### [Short task]
Collect every line of the data below that contains the string "gravel".

(Point-based annotation data)

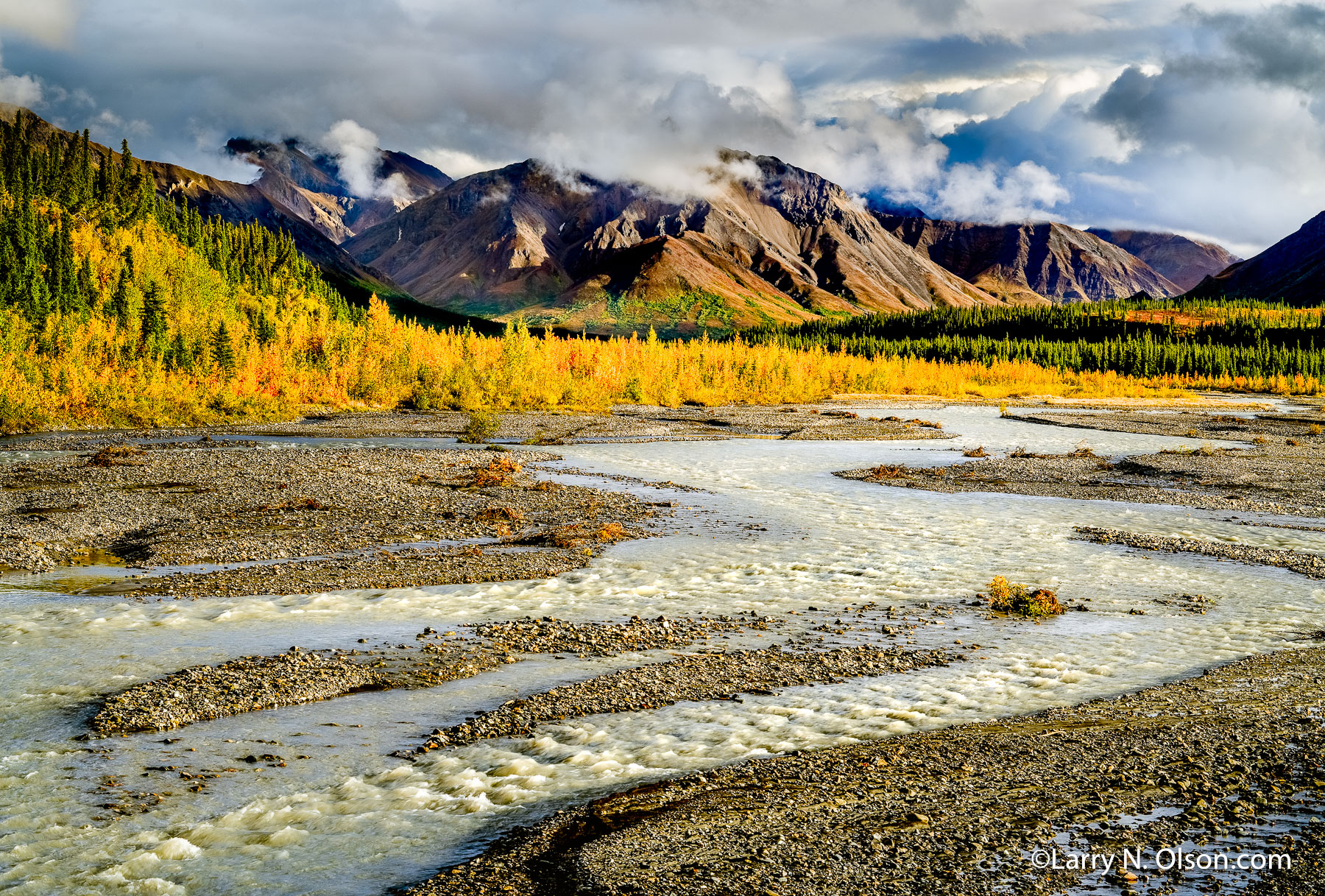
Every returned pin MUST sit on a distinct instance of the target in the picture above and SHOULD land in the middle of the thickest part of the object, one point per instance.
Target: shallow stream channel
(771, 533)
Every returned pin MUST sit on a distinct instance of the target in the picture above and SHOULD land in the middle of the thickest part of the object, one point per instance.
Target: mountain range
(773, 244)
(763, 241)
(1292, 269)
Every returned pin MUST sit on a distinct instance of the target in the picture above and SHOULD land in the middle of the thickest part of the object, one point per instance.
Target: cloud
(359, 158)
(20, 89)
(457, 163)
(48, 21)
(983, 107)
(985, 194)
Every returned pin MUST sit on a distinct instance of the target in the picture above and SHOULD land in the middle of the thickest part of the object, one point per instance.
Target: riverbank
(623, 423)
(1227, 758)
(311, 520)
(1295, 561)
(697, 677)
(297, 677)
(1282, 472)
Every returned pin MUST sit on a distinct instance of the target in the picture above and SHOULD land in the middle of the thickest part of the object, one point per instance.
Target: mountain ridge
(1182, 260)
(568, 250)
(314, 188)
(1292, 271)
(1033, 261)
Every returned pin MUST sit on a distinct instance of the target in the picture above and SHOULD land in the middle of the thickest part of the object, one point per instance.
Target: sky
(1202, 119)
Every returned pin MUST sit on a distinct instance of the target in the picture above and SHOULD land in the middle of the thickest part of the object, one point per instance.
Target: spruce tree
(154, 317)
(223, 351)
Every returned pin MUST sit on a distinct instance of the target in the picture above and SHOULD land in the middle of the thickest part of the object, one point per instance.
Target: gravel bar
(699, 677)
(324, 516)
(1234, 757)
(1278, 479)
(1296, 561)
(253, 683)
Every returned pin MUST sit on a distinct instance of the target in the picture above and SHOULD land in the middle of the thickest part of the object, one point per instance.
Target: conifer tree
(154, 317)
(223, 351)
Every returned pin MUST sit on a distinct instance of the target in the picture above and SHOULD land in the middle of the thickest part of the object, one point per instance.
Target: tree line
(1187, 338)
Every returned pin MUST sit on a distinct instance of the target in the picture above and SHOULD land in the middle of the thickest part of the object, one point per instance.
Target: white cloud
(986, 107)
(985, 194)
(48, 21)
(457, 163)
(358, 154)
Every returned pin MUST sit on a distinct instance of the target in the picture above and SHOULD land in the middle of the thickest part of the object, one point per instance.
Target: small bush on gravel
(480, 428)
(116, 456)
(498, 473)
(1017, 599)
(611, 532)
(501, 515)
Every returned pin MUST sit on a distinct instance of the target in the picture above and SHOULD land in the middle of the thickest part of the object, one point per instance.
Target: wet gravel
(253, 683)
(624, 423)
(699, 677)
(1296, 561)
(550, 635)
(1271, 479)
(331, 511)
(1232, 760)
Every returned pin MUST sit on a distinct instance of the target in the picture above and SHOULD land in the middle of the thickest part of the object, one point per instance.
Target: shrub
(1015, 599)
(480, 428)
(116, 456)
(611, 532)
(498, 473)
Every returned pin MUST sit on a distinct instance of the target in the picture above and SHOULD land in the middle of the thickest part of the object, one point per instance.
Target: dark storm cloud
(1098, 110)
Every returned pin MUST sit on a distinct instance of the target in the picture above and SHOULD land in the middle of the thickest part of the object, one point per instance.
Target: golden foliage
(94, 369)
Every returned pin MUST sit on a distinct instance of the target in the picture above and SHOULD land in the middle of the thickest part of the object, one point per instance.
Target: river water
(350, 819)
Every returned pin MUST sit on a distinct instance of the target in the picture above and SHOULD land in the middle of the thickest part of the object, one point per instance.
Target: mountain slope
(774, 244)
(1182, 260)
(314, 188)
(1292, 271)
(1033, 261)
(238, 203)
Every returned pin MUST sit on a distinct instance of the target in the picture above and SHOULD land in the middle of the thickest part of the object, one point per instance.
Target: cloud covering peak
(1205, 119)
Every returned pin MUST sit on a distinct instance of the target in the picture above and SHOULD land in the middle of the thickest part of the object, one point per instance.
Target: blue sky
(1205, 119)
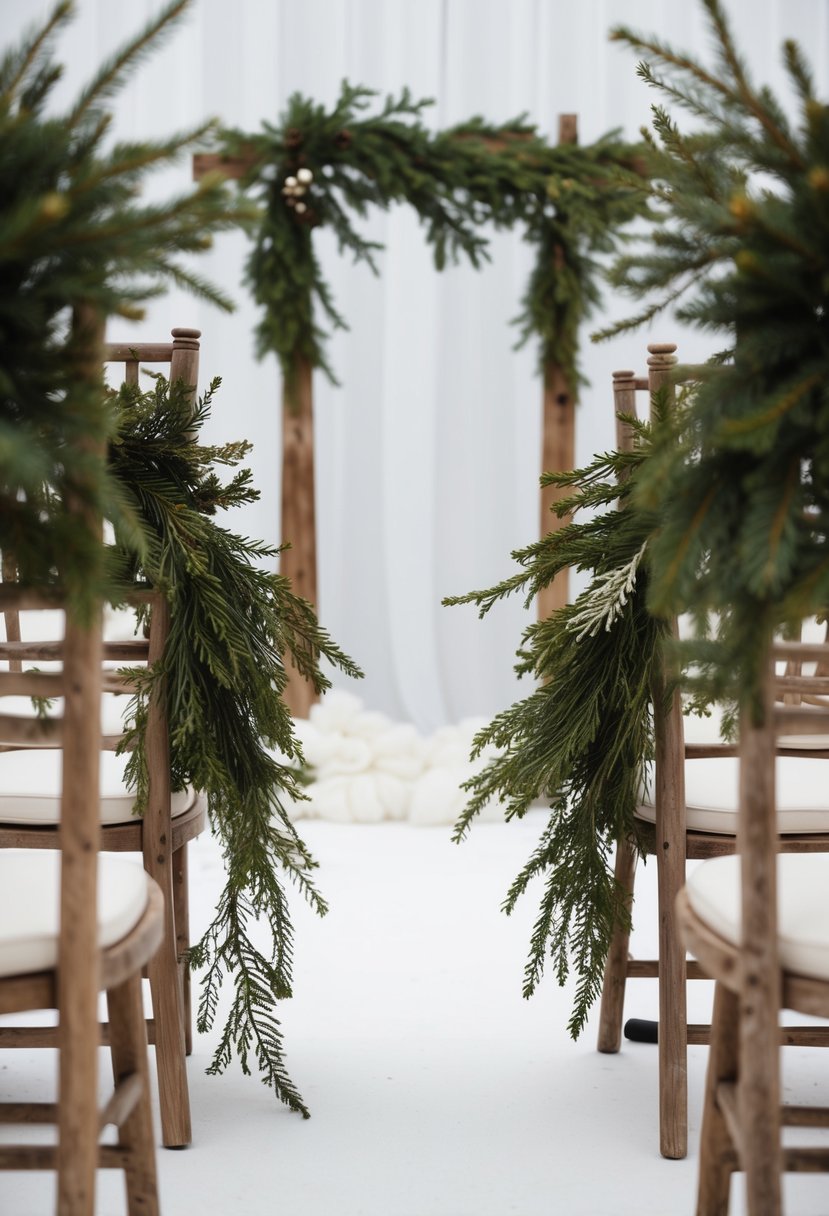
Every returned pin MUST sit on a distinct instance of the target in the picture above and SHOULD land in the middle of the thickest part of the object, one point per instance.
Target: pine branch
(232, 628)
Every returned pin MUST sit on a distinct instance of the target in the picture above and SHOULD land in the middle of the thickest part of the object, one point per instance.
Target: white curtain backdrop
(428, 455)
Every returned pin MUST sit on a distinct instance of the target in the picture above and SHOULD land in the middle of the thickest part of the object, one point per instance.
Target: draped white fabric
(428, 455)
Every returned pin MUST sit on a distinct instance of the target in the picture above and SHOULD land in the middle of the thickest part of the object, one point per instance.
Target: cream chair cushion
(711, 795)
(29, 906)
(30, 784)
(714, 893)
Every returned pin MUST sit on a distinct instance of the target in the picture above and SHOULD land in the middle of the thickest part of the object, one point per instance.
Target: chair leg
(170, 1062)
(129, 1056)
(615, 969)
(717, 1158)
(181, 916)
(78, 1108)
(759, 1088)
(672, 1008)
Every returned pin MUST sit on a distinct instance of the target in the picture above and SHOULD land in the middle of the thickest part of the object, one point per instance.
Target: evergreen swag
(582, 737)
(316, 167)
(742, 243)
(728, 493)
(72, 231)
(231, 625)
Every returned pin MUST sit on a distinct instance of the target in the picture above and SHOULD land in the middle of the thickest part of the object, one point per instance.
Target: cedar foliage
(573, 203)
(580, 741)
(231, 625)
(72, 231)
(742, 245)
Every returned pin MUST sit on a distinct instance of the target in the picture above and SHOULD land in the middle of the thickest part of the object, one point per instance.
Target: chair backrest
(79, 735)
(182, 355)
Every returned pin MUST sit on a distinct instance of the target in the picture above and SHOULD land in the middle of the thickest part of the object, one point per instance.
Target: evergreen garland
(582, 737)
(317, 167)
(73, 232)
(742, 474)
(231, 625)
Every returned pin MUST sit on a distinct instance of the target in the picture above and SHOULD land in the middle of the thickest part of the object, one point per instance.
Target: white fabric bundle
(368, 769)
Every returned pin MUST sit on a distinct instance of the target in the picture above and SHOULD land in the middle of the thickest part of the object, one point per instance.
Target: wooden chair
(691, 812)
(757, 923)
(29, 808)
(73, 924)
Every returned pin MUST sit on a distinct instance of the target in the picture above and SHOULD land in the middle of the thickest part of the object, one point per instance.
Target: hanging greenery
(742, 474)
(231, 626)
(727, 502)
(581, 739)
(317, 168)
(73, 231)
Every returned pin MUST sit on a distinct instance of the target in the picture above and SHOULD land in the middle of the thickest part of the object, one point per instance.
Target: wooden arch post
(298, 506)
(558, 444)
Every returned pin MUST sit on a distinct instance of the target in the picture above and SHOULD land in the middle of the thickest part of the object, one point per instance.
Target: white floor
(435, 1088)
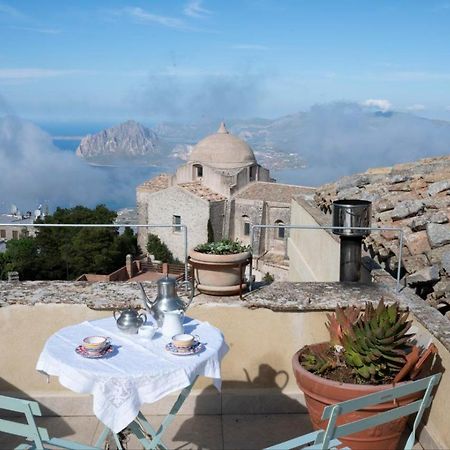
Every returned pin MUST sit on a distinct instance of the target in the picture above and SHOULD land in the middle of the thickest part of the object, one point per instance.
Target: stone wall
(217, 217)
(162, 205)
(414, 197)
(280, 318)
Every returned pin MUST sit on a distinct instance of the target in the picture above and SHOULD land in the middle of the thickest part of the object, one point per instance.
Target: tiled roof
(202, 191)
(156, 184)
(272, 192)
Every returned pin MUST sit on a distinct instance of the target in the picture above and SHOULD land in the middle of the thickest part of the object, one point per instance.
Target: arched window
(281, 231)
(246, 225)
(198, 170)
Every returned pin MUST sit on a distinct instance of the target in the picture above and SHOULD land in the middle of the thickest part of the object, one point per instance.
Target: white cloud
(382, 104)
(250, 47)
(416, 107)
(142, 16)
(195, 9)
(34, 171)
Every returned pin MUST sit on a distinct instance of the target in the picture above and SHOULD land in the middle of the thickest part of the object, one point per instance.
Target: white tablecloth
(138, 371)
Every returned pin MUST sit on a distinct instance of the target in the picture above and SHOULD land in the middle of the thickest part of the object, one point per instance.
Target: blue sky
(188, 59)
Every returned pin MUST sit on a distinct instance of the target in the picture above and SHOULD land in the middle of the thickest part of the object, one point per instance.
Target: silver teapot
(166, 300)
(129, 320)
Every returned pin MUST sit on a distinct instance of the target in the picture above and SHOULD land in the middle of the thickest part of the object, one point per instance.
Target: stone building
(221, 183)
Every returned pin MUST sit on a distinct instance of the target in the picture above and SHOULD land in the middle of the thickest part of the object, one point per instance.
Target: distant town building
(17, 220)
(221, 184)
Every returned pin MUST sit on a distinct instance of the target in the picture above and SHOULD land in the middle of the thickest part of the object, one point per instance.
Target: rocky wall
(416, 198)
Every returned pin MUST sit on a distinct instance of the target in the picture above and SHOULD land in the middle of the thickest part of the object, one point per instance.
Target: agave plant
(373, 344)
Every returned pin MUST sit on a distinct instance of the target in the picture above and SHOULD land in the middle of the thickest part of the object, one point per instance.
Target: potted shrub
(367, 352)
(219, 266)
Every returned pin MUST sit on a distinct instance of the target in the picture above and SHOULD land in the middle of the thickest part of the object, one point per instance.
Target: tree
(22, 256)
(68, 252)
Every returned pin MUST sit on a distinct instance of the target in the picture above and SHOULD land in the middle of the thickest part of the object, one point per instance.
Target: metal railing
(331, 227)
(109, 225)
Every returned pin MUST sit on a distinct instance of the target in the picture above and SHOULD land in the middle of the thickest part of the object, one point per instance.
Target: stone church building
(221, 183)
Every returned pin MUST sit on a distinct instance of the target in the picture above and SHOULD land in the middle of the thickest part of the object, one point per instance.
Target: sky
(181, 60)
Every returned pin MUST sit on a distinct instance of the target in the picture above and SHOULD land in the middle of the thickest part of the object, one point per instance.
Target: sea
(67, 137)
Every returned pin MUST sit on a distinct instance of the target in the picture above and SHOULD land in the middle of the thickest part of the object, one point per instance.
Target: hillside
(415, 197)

### [Task answer]
Target: gravel bar
Target: small bush on gravel
Target: wet gravel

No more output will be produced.